> _TASK REQUIREMENTS_:
Up to and including the final line, please copy every line exactly, starting from the one that contains "Would you mind marking the woman's ear" in the material below.

> _DATA FOR THIS TASK_:
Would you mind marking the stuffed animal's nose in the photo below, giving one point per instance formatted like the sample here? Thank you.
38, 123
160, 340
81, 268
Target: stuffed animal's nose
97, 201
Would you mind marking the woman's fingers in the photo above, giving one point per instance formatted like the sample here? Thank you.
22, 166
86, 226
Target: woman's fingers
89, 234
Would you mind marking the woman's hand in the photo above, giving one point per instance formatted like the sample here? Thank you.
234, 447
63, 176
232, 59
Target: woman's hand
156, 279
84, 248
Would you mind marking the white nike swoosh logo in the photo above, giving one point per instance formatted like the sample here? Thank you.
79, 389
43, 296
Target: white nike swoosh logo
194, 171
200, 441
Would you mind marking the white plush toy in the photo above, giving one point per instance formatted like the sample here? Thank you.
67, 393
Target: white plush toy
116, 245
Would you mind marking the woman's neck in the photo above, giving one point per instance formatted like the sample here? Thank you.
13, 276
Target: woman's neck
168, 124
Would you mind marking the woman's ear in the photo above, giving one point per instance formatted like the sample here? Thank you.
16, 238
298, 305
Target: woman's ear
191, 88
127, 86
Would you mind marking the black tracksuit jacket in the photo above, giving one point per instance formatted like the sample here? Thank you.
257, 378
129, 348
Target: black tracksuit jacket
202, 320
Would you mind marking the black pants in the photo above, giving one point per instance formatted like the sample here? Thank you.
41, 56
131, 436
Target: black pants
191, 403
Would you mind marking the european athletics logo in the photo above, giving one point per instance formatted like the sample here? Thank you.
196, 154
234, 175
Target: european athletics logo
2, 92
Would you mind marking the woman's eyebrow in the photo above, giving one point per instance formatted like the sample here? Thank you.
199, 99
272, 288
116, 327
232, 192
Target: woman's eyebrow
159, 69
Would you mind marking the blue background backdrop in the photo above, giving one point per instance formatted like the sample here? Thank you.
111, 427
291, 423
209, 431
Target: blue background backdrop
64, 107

> _EXERCISE RESPONSE_:
Would you mind marking the woman's ear in the photo above, giving one point per instance formatted like the sample here? Thank you.
16, 238
298, 305
Target: woman's ear
191, 88
127, 86
Would you mind marking the black tracksuit jacket in the photo above, giving one point per instance formatted like the sample here? Thank you.
257, 378
129, 348
Target: black tracksuit jacket
202, 320
Would you mind marking the black pants in the photo above, giving one point per instance formatted like the sample here? Thank you.
41, 56
131, 436
Target: black pants
191, 403
Would you mind marking the european athletics logo in the photo above, giving one point per instance formatted like the sample here? Thank you.
196, 154
234, 175
Target: european athletics logo
2, 92
Would you mind marking the woman's eyebrow in the photo above, giving one point per instance formatted like the sample here? Thank you.
199, 99
272, 288
116, 327
232, 192
Target: woman's eyebrow
159, 69
Would you mind marking the blue background backdrop in the photo above, giving one point per instance formatted like the sample here? Thank you.
111, 427
291, 423
209, 431
Target: blue background backdrop
64, 107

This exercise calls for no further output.